[Requirements]
Can you pull out, unchanged, the lines of the listing below, starting at its very beginning and going on through the line with "<point>213,431</point>"? Leave the pictures out of your answer.

[Input material]
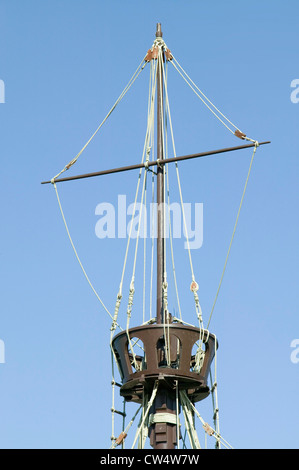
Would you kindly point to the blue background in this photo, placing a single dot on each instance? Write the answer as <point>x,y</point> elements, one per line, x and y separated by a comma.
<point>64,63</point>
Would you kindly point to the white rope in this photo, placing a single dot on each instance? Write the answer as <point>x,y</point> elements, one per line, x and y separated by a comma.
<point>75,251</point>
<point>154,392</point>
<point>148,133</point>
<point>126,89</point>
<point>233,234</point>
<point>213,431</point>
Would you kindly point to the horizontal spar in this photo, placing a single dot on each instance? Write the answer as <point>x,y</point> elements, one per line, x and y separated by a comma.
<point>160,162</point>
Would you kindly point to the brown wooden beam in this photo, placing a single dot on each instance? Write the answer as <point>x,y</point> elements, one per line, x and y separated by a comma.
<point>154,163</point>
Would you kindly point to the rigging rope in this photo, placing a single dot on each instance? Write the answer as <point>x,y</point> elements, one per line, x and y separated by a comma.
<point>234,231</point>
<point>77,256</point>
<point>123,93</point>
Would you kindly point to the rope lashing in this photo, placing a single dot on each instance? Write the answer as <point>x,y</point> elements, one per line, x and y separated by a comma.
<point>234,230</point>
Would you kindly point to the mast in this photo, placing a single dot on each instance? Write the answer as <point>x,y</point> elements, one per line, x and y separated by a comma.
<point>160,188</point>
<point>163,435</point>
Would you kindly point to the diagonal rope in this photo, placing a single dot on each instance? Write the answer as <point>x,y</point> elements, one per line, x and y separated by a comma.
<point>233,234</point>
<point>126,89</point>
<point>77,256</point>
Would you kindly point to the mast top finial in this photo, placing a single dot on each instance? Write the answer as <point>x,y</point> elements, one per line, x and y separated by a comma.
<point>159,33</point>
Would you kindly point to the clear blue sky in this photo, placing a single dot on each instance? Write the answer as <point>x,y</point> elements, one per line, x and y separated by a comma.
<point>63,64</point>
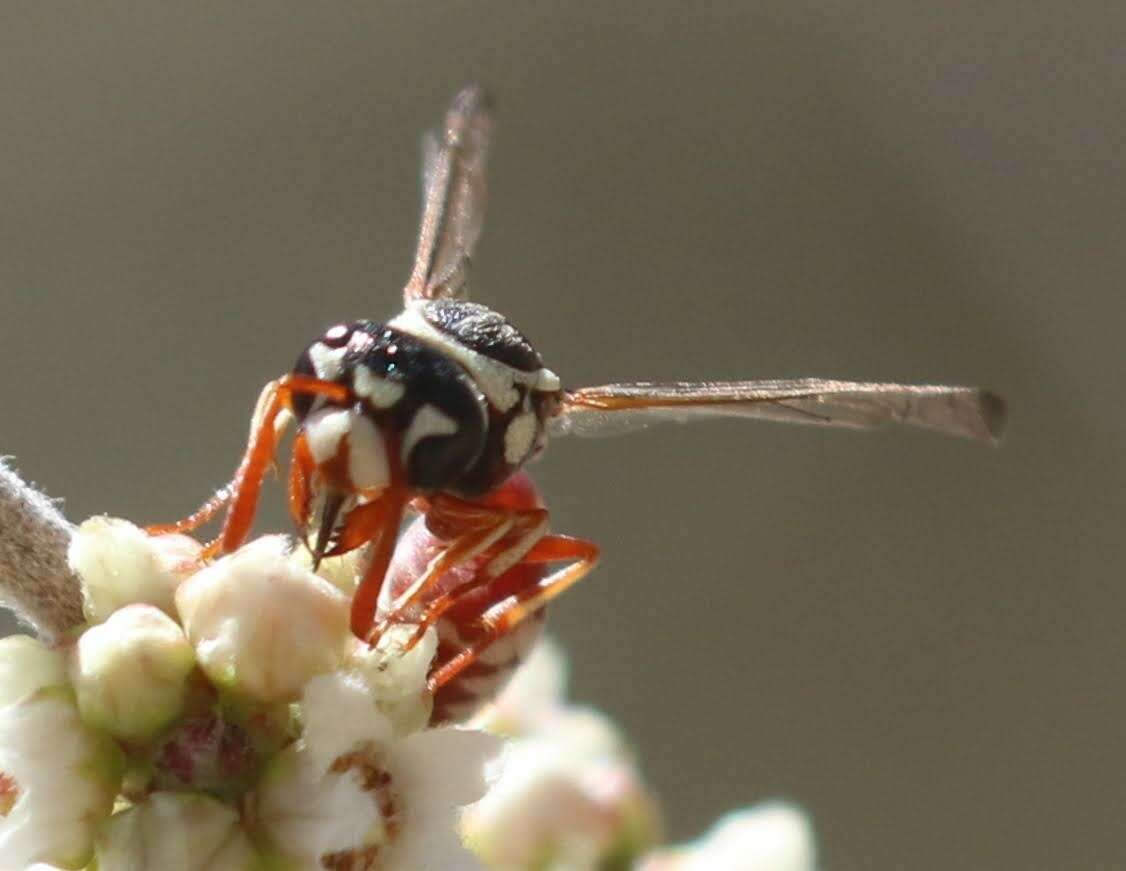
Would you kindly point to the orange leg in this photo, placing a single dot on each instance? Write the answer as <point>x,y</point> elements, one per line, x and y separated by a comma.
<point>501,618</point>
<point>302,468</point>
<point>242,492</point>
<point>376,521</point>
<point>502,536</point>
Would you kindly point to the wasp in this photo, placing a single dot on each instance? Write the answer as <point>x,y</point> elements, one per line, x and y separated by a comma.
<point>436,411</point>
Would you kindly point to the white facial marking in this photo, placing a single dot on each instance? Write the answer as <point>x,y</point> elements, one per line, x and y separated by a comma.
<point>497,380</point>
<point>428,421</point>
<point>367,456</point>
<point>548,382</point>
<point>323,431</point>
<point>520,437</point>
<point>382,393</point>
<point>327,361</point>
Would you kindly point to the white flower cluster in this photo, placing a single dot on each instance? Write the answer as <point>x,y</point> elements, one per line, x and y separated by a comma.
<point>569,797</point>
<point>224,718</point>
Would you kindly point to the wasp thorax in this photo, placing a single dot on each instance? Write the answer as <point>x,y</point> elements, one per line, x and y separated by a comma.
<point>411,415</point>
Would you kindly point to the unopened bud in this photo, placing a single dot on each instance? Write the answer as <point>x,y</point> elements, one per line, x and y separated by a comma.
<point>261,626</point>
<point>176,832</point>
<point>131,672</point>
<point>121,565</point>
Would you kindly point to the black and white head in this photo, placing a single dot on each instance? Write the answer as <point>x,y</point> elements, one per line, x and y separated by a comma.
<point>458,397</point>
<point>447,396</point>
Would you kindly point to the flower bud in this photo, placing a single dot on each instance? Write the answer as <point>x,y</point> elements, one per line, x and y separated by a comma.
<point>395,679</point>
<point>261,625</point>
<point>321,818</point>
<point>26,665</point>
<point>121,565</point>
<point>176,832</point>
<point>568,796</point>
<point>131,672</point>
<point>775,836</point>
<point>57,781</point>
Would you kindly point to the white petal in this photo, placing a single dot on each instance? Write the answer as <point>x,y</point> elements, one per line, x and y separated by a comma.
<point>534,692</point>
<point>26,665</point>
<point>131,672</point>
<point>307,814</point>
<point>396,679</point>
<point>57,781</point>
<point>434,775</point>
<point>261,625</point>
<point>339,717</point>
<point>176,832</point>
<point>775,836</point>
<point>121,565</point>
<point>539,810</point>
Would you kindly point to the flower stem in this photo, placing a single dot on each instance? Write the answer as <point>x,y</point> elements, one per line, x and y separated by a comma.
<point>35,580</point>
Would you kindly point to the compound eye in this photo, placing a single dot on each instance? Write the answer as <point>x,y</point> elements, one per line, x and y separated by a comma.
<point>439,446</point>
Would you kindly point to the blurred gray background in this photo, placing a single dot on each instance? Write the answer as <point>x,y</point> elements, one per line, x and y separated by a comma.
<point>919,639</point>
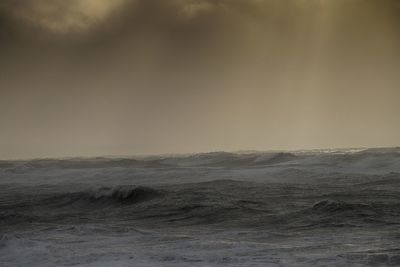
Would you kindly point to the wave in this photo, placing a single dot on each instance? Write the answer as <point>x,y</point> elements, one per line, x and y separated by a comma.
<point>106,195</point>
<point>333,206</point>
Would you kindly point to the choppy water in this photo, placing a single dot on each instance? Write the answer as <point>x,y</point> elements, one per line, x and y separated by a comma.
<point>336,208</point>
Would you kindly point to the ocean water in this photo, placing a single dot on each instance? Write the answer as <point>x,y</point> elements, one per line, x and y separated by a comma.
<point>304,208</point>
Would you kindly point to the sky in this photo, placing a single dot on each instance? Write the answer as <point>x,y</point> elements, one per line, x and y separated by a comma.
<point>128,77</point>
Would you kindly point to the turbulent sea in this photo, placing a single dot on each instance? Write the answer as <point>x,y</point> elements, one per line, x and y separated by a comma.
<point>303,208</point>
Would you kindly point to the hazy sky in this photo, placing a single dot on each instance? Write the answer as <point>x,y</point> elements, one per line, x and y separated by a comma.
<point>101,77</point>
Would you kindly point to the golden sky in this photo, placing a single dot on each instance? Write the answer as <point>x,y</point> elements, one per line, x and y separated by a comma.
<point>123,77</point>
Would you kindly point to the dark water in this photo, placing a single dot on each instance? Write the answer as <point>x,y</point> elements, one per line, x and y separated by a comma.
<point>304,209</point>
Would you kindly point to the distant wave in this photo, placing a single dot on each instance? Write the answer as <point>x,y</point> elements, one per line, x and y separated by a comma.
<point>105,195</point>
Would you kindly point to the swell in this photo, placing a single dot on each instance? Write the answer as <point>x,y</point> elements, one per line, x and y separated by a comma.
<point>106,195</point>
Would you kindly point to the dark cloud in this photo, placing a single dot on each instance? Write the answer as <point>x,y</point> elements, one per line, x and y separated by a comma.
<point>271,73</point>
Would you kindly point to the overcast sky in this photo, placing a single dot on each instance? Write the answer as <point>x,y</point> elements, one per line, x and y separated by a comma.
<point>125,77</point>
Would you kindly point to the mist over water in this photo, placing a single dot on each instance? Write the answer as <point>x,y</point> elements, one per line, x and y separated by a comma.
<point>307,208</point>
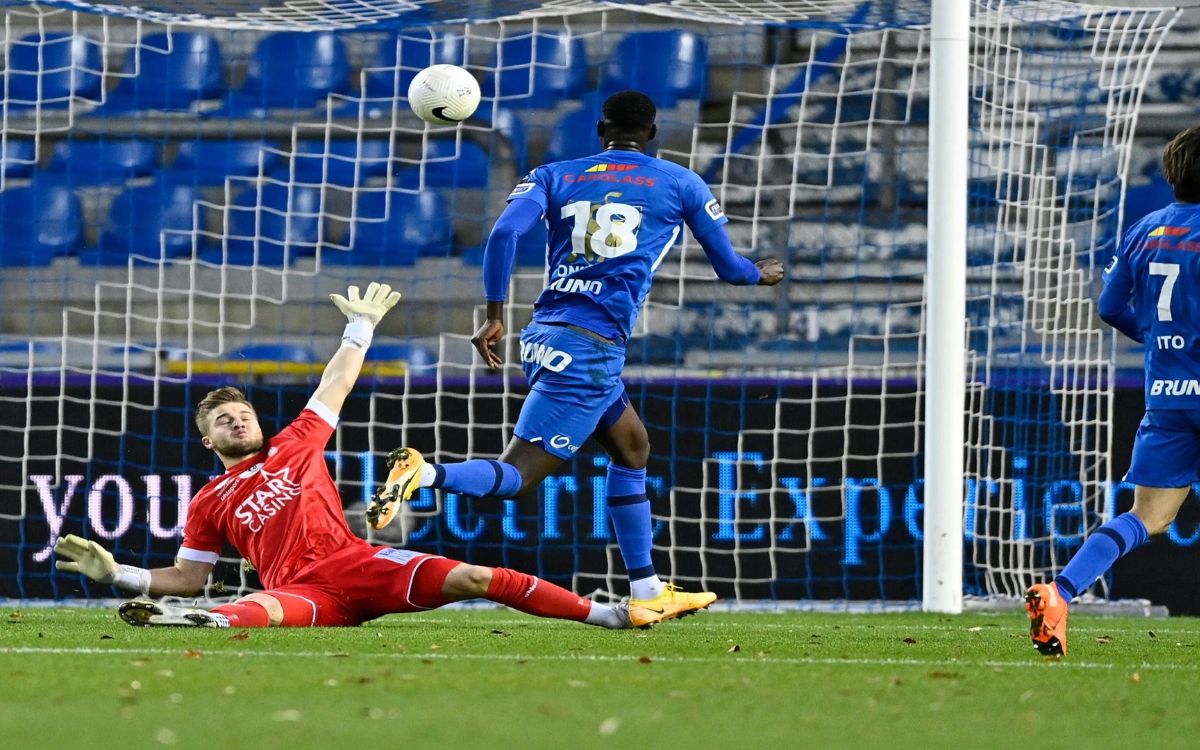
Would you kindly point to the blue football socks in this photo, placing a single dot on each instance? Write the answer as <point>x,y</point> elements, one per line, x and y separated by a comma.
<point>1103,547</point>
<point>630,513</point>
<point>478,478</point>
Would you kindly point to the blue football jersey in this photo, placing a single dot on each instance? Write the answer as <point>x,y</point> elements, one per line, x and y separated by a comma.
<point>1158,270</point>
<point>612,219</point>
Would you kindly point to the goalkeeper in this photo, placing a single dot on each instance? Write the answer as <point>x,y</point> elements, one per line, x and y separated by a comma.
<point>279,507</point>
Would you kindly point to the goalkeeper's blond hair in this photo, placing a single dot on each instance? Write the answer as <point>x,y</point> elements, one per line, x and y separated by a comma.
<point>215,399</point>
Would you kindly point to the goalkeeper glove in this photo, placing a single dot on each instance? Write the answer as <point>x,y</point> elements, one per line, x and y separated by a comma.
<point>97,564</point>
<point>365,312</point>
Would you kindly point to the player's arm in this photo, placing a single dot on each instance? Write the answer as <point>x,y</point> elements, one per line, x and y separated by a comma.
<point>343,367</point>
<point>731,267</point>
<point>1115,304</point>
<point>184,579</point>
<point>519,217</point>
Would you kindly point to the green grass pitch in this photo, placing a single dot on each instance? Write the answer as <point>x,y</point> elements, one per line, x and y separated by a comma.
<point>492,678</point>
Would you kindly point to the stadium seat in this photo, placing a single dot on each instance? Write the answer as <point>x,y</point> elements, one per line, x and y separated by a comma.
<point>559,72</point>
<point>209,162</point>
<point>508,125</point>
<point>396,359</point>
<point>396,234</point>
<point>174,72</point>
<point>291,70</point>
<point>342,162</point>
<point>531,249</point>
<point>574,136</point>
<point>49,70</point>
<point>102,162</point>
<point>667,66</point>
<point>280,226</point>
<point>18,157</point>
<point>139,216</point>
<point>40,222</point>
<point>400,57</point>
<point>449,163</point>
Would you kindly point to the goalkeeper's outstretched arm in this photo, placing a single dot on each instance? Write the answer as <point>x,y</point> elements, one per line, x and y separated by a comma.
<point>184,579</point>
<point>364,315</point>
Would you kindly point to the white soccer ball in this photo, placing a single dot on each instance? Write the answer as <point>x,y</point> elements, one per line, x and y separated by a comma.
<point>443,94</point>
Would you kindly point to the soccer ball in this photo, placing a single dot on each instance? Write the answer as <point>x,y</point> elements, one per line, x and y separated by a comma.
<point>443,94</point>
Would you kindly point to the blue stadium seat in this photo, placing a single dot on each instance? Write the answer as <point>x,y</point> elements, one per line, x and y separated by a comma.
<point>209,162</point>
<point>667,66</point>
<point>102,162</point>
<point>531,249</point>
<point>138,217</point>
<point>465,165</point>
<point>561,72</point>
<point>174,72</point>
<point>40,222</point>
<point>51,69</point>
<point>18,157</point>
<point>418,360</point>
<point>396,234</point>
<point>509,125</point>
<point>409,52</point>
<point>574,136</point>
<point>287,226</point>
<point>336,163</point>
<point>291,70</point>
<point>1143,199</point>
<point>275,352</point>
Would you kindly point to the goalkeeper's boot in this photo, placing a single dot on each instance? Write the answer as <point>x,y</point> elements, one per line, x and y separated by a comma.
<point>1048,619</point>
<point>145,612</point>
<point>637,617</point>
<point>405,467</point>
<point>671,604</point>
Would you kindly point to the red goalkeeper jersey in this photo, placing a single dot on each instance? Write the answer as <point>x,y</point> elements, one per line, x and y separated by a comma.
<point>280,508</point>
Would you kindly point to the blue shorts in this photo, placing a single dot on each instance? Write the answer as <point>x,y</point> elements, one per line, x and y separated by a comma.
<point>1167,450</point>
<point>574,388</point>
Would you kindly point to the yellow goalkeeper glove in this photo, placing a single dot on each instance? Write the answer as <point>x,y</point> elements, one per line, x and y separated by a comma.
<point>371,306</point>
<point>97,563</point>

[Answer to the task]
Would you kindly point to the blue background in this photo, placing a single dot on each instance? Write the answer as <point>x,y</point> elements, one per line, x and y separated by a comma.
<point>64,63</point>
Would you kindly point to the white rope in this photo, placing a single dot on each instance? Write the answer as <point>x,y</point> elements, one per line, x and y separated by a comma.
<point>75,251</point>
<point>154,392</point>
<point>148,133</point>
<point>126,89</point>
<point>233,234</point>
<point>213,431</point>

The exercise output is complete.